_Source records_

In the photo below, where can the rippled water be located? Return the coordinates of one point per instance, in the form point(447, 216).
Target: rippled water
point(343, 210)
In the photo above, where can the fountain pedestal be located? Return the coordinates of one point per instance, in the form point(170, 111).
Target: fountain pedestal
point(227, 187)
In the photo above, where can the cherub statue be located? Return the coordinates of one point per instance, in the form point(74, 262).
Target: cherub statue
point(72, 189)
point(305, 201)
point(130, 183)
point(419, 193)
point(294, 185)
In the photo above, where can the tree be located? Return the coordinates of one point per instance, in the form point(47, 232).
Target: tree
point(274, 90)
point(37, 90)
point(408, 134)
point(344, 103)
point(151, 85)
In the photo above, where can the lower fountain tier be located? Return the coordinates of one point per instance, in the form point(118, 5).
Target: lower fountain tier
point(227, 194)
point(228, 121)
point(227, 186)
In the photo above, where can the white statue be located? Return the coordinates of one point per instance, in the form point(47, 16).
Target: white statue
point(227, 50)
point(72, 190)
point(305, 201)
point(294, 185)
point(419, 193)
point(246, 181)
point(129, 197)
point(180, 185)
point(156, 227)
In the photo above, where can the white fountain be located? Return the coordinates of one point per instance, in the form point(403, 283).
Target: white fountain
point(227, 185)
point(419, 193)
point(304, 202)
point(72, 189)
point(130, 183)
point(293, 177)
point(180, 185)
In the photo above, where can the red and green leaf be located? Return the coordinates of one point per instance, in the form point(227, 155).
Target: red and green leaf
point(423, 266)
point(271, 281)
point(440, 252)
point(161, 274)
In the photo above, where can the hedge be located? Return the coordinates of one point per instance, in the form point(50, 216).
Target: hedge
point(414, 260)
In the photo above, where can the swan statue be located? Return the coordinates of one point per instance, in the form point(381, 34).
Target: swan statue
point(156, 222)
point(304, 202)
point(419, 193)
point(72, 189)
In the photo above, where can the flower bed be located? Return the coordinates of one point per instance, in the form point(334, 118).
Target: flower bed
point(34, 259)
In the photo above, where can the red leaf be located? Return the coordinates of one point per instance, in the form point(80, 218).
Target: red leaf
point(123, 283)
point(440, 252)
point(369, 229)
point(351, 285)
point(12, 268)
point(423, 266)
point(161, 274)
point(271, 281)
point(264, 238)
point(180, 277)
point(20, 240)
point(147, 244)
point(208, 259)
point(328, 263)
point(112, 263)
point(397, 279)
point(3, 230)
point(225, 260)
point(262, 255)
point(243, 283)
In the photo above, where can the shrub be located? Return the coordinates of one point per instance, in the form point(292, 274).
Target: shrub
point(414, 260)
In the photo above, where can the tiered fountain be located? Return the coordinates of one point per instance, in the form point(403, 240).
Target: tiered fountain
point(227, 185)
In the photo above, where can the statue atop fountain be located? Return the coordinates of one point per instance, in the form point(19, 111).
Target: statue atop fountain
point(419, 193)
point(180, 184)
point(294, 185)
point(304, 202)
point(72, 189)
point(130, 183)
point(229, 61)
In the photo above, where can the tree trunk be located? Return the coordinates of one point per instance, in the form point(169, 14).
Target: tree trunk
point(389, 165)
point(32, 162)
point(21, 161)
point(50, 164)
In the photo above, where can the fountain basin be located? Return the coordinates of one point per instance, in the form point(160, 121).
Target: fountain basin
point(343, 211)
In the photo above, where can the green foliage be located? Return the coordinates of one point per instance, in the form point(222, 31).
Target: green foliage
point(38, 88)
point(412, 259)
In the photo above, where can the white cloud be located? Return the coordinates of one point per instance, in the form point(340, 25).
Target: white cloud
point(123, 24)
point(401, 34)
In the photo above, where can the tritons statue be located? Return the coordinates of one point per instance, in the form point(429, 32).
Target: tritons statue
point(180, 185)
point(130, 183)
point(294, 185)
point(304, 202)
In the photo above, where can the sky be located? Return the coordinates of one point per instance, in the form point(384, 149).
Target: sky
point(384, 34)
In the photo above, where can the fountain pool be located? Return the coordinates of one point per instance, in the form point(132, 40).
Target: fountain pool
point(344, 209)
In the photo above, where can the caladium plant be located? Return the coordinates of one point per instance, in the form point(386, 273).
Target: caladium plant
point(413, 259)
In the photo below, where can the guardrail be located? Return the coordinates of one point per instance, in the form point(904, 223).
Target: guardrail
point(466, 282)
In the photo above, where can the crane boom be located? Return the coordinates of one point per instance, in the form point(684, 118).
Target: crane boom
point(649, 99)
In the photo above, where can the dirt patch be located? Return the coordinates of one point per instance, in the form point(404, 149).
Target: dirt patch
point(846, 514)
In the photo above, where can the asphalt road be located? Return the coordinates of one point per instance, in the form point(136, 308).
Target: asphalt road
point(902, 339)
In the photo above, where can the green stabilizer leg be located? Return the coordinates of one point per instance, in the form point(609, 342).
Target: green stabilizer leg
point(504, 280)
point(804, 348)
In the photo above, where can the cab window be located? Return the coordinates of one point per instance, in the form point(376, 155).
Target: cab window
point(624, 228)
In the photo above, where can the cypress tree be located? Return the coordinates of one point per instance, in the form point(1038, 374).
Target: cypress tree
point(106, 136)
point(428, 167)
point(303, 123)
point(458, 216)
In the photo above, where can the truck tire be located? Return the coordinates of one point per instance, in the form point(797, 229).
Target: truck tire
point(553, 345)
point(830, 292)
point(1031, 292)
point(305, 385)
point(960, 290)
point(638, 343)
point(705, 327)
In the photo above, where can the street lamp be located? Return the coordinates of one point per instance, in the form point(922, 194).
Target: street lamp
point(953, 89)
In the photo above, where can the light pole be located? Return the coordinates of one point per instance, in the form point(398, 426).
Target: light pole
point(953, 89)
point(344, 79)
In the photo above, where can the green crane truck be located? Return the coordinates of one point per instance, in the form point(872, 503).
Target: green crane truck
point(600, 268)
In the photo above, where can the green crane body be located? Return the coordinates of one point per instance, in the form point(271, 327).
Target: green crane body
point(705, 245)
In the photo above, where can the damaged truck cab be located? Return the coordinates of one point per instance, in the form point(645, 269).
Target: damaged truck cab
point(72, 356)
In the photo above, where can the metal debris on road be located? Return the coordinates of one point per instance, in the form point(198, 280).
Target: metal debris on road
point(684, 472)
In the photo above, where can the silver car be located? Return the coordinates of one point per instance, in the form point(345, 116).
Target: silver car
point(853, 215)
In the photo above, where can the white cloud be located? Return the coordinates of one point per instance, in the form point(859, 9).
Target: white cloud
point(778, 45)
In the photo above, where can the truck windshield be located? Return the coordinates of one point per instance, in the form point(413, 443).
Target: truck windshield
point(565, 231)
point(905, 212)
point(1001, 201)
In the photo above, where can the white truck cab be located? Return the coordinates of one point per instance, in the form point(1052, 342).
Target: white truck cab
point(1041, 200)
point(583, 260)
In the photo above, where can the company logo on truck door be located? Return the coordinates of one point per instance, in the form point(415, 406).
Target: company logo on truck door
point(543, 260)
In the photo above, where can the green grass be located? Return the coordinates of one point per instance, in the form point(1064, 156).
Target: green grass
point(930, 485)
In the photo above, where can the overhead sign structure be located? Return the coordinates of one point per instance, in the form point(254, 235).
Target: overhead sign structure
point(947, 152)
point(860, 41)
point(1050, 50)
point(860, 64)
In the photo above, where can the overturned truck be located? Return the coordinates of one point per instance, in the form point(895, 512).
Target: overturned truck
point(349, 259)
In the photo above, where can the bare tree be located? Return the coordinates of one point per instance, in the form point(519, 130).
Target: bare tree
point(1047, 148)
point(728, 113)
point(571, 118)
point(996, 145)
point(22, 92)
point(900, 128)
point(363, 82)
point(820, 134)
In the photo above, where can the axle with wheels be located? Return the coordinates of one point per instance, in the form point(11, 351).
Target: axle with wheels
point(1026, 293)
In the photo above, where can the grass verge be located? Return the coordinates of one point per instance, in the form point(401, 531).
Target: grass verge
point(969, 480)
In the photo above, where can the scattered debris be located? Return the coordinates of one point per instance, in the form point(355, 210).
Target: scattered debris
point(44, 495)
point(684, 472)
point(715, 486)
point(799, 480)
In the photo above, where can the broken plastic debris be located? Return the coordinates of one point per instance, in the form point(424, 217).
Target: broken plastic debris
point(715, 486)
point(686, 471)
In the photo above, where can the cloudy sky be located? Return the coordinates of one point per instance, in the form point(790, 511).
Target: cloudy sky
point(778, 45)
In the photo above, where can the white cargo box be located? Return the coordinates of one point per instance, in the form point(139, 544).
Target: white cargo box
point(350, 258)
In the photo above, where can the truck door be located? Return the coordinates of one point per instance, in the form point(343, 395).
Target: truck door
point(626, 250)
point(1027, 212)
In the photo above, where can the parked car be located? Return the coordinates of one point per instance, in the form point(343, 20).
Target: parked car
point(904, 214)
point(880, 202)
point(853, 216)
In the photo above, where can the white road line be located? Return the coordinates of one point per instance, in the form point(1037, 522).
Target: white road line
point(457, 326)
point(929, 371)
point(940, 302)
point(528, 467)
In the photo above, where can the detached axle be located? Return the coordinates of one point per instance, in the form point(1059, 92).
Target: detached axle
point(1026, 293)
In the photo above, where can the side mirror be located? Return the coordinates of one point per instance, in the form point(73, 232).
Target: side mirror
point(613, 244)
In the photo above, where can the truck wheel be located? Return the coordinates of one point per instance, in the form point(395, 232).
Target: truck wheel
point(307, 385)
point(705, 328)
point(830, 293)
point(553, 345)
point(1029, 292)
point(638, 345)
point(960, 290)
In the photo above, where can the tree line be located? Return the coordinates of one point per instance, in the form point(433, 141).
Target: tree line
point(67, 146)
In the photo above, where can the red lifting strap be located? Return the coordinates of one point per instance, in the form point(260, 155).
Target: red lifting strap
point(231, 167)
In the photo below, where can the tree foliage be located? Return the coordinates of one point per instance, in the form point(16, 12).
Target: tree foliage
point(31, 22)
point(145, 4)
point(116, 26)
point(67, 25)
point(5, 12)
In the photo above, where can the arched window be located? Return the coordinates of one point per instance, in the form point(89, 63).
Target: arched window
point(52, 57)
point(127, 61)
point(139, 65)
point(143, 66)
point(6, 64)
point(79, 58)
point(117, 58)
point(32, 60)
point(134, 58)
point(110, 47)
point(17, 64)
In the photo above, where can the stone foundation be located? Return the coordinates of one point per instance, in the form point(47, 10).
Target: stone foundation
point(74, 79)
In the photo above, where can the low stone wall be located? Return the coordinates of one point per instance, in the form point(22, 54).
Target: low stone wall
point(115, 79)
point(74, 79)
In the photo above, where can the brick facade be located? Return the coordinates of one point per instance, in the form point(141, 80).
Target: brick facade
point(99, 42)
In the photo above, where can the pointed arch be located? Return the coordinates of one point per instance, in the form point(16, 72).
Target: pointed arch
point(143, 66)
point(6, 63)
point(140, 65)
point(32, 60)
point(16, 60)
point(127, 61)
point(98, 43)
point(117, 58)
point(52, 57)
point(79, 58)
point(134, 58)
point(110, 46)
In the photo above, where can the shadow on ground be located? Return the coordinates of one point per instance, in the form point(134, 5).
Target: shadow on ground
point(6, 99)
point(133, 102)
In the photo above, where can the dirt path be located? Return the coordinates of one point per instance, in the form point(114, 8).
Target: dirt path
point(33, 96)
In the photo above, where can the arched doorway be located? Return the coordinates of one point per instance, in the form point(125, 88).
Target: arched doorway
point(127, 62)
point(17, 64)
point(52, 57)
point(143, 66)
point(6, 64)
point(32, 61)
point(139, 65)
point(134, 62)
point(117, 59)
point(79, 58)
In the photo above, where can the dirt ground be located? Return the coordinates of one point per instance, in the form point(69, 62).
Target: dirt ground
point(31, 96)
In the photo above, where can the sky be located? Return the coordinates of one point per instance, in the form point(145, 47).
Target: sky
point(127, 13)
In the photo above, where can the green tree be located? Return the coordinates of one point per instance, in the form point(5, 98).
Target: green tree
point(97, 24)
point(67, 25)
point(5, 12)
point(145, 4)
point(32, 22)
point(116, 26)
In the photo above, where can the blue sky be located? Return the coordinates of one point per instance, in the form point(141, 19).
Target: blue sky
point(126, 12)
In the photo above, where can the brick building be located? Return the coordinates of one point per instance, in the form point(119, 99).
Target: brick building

_What is expected_
Copy all lines above where "building" is present.

_Solution for this problem_
In the photo above, where can the brick building be located? Return the coordinates of one point per instance, in the form point(119, 99).
Target: brick building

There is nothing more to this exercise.